═════ Textauszug ═════

Tarantino wurde oft dafür kritisiert, dass seine Filmfiguren eine vulgäre Sprache benutzen. Wer hoffte, dass der Autor nun in seinem Debütroman einen anderen Ton anschlagen würde, wird enttäuscht. Die Begegnung von Actionstar Steve McQueen mit dem Regiestar Roman Polanski ist nur ein Beispiel dafür.
"Roman und McQueen können sich nicht leiden, aber weil Steve einer von Sharons ältesten Freunden in Los Angeles ist, tolerieren sie sich gegenseitig. Es liegt auf der Hand, dass Sharon und McQueen früher mal gefickt haben. Er hat Sharon nie darauf angesprochen, aber er weiß, dass McQueen so ein Typ ist, der nicht mehr mit Sharon befreundet wäre, hätte er sie in der Vergangenheit nicht ein paarmal gefickt."
Tarantino bleibt Tarantino
Es ist diese Mischung aus Straßenjargon, Hollywood-Zynismus und Pubertisten-Geprahle, die nicht nur einmal nervt. Quentin Tarantino - inzwischen 58 Jahre alt und frisch verheiratet - hätte die Chance gehabt, sich als Autor neu zu erfinden. Er hat sie nicht genutzt. Aber "Es war einmal in Hollywood" wirkt ohnehin nicht unbedingt wie ein Roman, sondern eher wie ein Drehbuch mit langen Regieanweisungen und Hintergrundinfos, inklusive genauem Musikeinsatz. Wobei man nie genau weiß, wo die realen Ereignisse und Personen enden und die fiktiven beginnen.

═════

Schreibe die Besprechung von Tarantinos Debütroman im selben Ton weiter und knüpfe an ihren letzten Satz an.

═════ Quellenauszug ═════

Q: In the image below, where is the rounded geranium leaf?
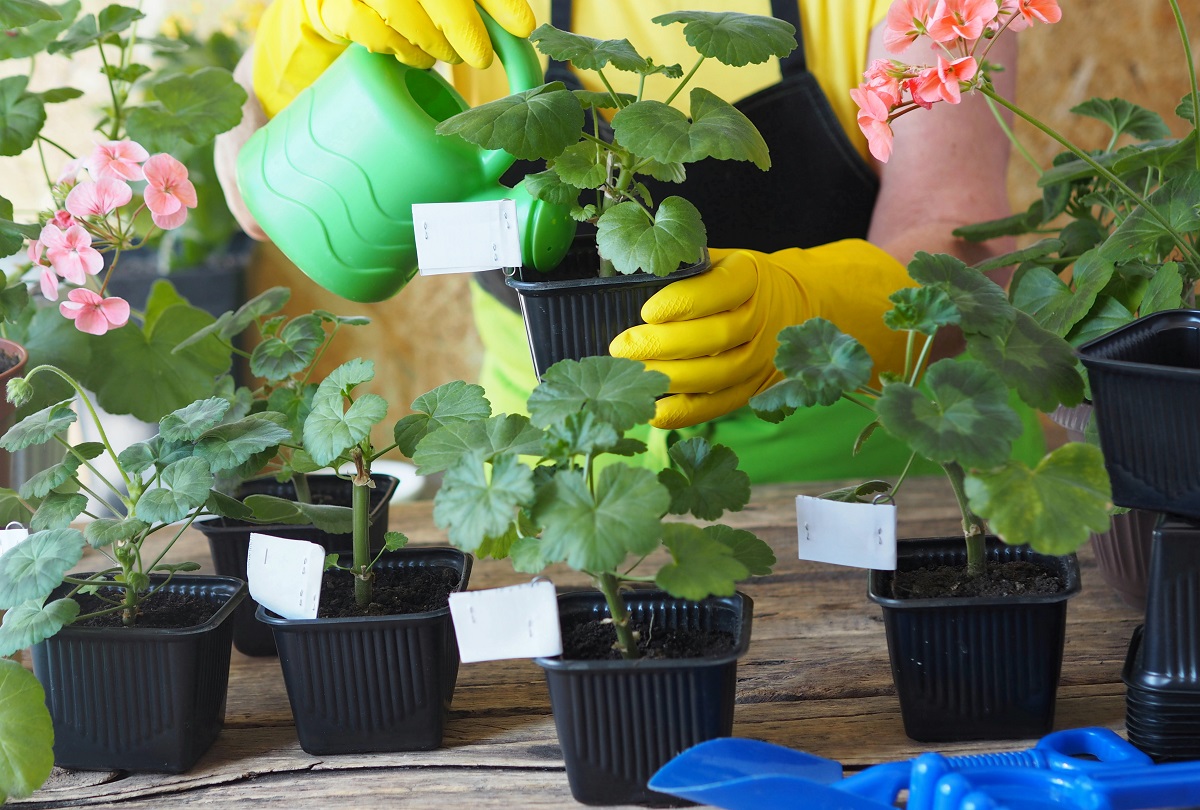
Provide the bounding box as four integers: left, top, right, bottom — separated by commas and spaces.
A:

═════

Lösung ->
Großes Interesse dürfte bei Kinofans vor allem die Beschreibung der Hollywood-Gesetze wecken: Wie Stars aufgebaut, unter welchen Kriterien Schauspieler besetzt werden oder wie diese an sich selbst, an Produzenten oder dem Alkohol scheitern. Wer den Filmemacher Tarantino mag, wird auch das Buch mögen, inklusive der Gewaltfantasien des Autors. Darüber hinaus gelingt es Tarantino, durch die umfangreichen Beschreibungen dem Buch eine Tiefe zu geben, die der Film nicht erreicht. Nur ein einziges Mal vergaloppiert er sich in seinen Ausführungen, bei der TV-Serie "Lancer", in der Rick Dalton eine Gastrolle übernimmt. Doch das sei ihm verziehen. Denn bei den Dreharbeiten zur Serie lernt Rick Dalton die achtjährige Mirabelle kennen, ein intelligentes, zielstrebiges Mädchen. Mit ihr dreht er nicht nur eine Szene, in der sich die beiden selbst übertreffen. Die Episode verleiht dem Buch auch ein großartiges, fast poetisches Ende.
Quentin Tarantino: "Es war einmal in Hollywood", Übersetzung aus dem amerikanischen Englisch: Stephan Kleiner und Thomas Meller, Kiepenheuer & Witsch, Köln, 400 Seiten, 25 Euro.